§ Vorgegebener Text
○ ○ ○ ○ ○

Balladendichtung im Allgemeinen,

insbesondre die Lenore Bürgers.

Balladen giebt es in der deutschen Literatur, seit Bürger *) nach dem Vorbilde englisch-schottischer Dichtungen, wie sie in der berühmten Sammlung unter dem Titel: Old Songs and Ballads, von Percy herausgegeben wurden, episch-lyrische Dichtungen schuf und unter dem Namen „Balladen" herausgab. Romanzen giebt es, seit Gleim französische Gedichte dieses Namens übersetzte. Ballade, ballad, bedeutet eigentlich: Tanzlied, Romanze: romanische Volkssprache. Der Unterschied von Ballade und Romanze ist nur nominell. Balladen und Romanzen sind episch-lyrische Dichtungen; episch, in so fern sie eine Reihe von Begebenheiten, die mit einander in causalem Zusammenhange stehen, vorführen; lyrisch, in so fern die Gemüthswelt der in die Handlung verflochtenen Personen zur Darstellung gebracht wird. Auch das Drama entsteht bekanntlich aus der Verschmelzung von Epik und Lyrik, ähnlich wie auf einem andern Kunstgebiete durch eine Verschmelzung der Architektur und Plastik sich die Malerei entwickelt. Zum Drama aber wird die episch-lyrische Dichtung erst, wenn zu dem Worte die Geberde hinzukommt, das der bildenden Kunst abgeborgte mimische Element. Diess fehlt den Balladen, die durch dialogische Form übrigens mehr oder weniger an die dramatische Dichtungsart

anstreifen.

○ ○ ○ ○ ○

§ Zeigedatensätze

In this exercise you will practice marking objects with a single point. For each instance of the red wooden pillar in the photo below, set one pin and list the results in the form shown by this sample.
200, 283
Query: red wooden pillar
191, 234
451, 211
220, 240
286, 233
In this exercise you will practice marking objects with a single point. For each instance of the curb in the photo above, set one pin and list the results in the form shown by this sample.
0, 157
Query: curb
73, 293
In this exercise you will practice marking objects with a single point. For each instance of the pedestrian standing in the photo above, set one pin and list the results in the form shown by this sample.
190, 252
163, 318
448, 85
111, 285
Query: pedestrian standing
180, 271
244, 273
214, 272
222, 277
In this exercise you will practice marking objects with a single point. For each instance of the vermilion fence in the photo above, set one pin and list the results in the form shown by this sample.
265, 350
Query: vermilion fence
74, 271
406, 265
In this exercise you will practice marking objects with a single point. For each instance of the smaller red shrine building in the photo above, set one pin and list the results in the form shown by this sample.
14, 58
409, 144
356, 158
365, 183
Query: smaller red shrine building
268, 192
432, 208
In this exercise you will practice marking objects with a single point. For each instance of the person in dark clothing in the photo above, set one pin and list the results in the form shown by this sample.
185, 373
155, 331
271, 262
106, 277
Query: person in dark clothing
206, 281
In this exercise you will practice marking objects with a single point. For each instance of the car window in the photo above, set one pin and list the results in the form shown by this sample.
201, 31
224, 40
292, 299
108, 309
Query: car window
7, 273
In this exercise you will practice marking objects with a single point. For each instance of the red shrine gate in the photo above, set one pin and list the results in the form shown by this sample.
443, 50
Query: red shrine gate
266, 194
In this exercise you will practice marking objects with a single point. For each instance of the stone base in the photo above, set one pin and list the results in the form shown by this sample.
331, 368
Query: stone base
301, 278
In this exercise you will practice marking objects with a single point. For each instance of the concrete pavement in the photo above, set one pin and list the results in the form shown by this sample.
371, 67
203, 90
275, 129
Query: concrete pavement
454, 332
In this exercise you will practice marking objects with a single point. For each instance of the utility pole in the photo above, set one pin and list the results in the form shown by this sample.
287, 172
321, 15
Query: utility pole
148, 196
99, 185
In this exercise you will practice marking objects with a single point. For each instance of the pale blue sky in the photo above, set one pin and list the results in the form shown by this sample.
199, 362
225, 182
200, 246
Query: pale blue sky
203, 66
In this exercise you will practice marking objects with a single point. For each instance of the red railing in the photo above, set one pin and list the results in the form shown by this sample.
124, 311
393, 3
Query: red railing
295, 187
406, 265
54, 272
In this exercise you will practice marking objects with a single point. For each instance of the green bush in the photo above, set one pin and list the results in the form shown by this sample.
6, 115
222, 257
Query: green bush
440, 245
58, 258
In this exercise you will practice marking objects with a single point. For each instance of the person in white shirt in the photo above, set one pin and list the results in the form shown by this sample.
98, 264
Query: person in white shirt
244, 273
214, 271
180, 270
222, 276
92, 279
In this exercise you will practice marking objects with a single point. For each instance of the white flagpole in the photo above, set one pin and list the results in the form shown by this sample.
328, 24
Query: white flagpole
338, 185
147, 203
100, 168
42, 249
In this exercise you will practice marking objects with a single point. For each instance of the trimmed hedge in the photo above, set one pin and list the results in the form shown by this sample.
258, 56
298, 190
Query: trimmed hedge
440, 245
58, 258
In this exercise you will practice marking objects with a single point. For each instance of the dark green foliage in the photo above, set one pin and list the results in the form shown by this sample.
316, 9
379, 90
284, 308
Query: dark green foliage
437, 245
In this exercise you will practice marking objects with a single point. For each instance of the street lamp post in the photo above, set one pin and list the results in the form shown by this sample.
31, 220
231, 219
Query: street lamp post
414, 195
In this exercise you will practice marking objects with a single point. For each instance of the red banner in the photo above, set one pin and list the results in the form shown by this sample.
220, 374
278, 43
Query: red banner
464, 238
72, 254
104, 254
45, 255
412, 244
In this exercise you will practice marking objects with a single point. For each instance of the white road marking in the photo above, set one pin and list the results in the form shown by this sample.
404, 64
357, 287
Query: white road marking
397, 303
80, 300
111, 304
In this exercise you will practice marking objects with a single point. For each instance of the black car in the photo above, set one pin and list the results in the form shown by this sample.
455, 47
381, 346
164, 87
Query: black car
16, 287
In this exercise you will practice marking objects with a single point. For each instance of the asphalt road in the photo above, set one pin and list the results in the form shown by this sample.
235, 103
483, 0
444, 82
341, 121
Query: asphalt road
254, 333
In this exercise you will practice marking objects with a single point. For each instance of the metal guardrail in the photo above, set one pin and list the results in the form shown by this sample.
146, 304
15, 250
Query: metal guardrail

○ ○ ○ ○ ○

Beantworte drei Fragen zum Text über Balladendichtung:
(a) Nach welchem Vorbild schuf Bürger seine Balladen?
(b) Seit wann gibt es laut dem Text in der deutschen Literatur Romanzen?
(c) Was muss zur episch-lyrischen Dichtung hinzukommen, damit sie zum Drama wird?

§ Gelöste Aufgabe
(a) Nach dem Vorbild englisch-schottischer Dichtungen, wie sie Percy in der Sammlung „Old Songs and Ballads" herausgab.
(b) Seit Gleim französische Gedichte dieses Namens übersetzte.
(c) Zum Wort muss die Geberde hinzukommen, also das mimische Element, das der bildenden Kunst abgeborgt ist.